◆ Required work ◆
Repeat each of these records exactly.
(Data for processing)
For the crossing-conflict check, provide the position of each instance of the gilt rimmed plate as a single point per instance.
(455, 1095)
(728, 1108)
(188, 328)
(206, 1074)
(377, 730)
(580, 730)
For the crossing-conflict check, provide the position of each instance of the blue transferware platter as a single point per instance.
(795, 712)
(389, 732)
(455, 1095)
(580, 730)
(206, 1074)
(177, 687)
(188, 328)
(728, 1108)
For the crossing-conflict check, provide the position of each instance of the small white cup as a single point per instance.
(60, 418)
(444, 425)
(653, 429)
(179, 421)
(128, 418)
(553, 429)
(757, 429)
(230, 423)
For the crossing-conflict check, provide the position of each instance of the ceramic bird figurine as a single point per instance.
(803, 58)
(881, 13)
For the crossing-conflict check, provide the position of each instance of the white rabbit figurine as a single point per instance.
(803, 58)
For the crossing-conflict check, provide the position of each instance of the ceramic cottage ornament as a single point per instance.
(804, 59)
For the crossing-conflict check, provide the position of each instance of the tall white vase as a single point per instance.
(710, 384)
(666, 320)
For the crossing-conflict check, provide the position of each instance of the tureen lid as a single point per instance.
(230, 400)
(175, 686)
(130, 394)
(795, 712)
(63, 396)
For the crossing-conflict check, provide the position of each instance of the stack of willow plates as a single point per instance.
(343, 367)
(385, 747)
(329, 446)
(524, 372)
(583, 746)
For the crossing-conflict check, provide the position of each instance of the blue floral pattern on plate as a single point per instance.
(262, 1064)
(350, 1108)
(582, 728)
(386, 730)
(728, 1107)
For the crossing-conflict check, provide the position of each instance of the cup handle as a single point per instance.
(End Data for processing)
◆ Response to the exercise ◆
For the crossing-conflict check, provide the position of each instance of the gilt rimmed plate as a single point per instance.
(455, 1095)
(728, 1108)
(188, 328)
(206, 1074)
(377, 730)
(580, 730)
For the crossing-conflict check, provide the position of each instance of the blue transferware platter as a single point per instance.
(795, 712)
(389, 732)
(455, 1095)
(580, 730)
(206, 1074)
(177, 687)
(188, 328)
(728, 1108)
For the crossing-conflict check, provide the position of each instance of the small white cup as a single point per instance.
(60, 418)
(444, 425)
(653, 429)
(179, 421)
(128, 418)
(553, 429)
(757, 429)
(230, 423)
For the crossing-conflict check, provide the position of each instance of the ceramic bird figurine as a single point per instance.
(803, 58)
(881, 13)
For the crossing-conflict check, provide the position of each instance of the white rabbit figurine as a single point per instance.
(803, 58)
For the crossing-conflict check, provide the position of each instance of the ceramic cottage ornament as a single point per instance.
(804, 59)
For the crossing-conflict check, provide the position of each instance of the tall white vase as a single point per instance.
(710, 384)
(666, 320)
For the crossing-conflict check, provide the position of each instance of the tureen lid as a single point per instance.
(230, 400)
(175, 686)
(130, 394)
(795, 712)
(63, 396)
For the crossing-conflict check, provide the position of each instance of the stack of willow plates as a single point per instance.
(343, 367)
(385, 747)
(329, 446)
(524, 372)
(583, 746)
For the crossing-conflict check, provide the position of each instance of the blue floral pattern on plate as a single point per instance.
(262, 1064)
(350, 1108)
(582, 728)
(386, 730)
(728, 1107)
For the crossing-conflict check, provide the position of each instance of the cup handle as a single point per instance.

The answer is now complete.